_Work required_.
Print each line of the listing below verbatim, leaving out the pictures.

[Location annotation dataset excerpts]
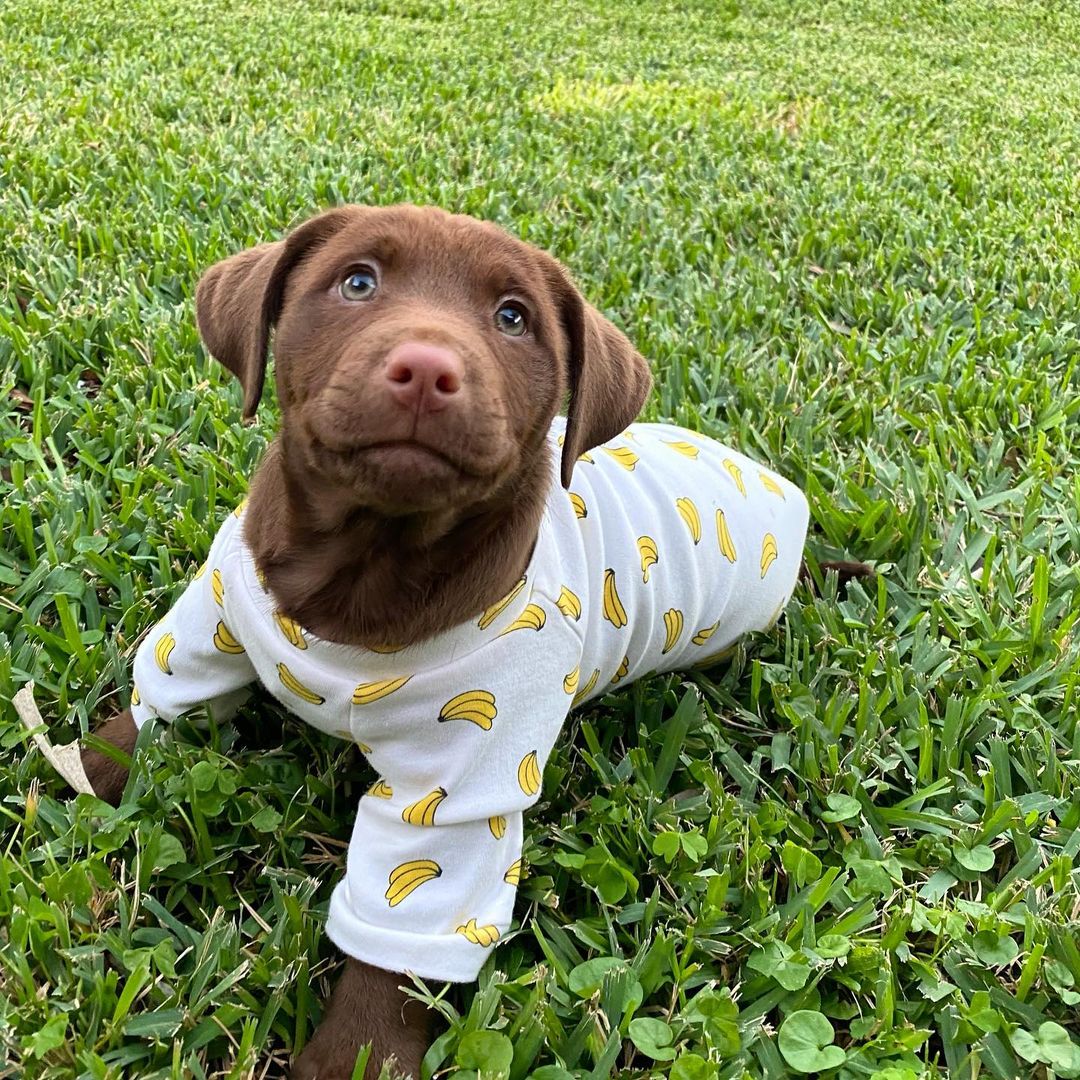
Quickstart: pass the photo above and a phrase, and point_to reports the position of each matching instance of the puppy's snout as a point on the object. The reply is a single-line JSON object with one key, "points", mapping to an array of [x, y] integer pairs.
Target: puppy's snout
{"points": [[423, 376]]}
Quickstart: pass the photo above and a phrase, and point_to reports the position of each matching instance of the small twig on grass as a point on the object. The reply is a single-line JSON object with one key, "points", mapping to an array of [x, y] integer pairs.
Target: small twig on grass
{"points": [[67, 760]]}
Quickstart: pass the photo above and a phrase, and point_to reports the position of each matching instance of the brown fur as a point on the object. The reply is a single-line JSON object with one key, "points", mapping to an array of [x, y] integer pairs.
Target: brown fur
{"points": [[369, 544], [377, 524]]}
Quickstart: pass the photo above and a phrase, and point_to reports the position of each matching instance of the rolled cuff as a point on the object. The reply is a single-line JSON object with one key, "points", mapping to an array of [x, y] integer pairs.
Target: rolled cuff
{"points": [[449, 958]]}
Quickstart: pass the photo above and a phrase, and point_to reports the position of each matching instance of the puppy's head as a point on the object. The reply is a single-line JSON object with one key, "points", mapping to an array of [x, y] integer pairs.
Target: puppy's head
{"points": [[419, 355]]}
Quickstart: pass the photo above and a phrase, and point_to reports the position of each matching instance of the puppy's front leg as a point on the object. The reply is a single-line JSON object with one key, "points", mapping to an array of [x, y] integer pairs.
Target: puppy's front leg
{"points": [[366, 1007], [106, 775]]}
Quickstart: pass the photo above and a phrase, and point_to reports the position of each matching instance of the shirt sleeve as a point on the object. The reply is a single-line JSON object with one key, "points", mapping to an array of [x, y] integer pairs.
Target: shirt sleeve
{"points": [[191, 658], [435, 854]]}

_Solution to the problem_.
Quickstart: pass the photo above and a phrase, and point_to reports the position of each matching instance of the puppy's snout as a point on the object. The reply is a single-line JSON object with one key, "points", mapping to an array of [x, y] integer pairs.
Target: puppy's snout
{"points": [[423, 376]]}
Quickstart: pass the photo above and a phrase, and point_to reports the position of each matching instance of the small twig on grass as a point on the object. The reply is a single-line JSON object with one key, "points", mapping to an array of [x, y] integer pairs.
Target: small twig on grass
{"points": [[67, 760]]}
Quickstart: pass the photo above and a phrase, and point_to reports the position of each matching instance of the brown fur as a point on the object. The reply is a single-line JSON object with one key, "points", mapping to an array of [x, y] integer pairs.
Target: brown fur
{"points": [[369, 544], [377, 524]]}
Quickstart: pass the photo above and a phrase, and point_to reports the position of each matching instance of the rolled cuff as a point on the object. The reply is a single-line JSON object with one key, "points", mapping to an array of [x, y] integer pairs.
Target: rolled cuff
{"points": [[449, 958]]}
Quickstart: pass the photo above and a phrase, and point_to reports the position of each matching instance of the puppy's head as a point on the object. The reply is a single-line JSON object with one key, "points", mapping to an array of [x, y] integer pairs.
Target: puppy's head
{"points": [[419, 355]]}
Quickstart: pass the photo above and a phrase, and point_to reports the position of each matching instance of the puppy's front leg as a point on the object. The reply is a single-line JSON object with one key, "points", mapping to an array of [x, y] integer pairs.
Target: puppy's front leg
{"points": [[366, 1007], [106, 775]]}
Quickstart: pass the photo above and a phrase, and point_to reports the position of each matching instance of the shirt sleeve as a point on the object. The reply is a single-line JSON object with one key, "points", mapping to an array of [x, y] integer pairs.
Target: shirt sleeve
{"points": [[191, 658], [435, 854]]}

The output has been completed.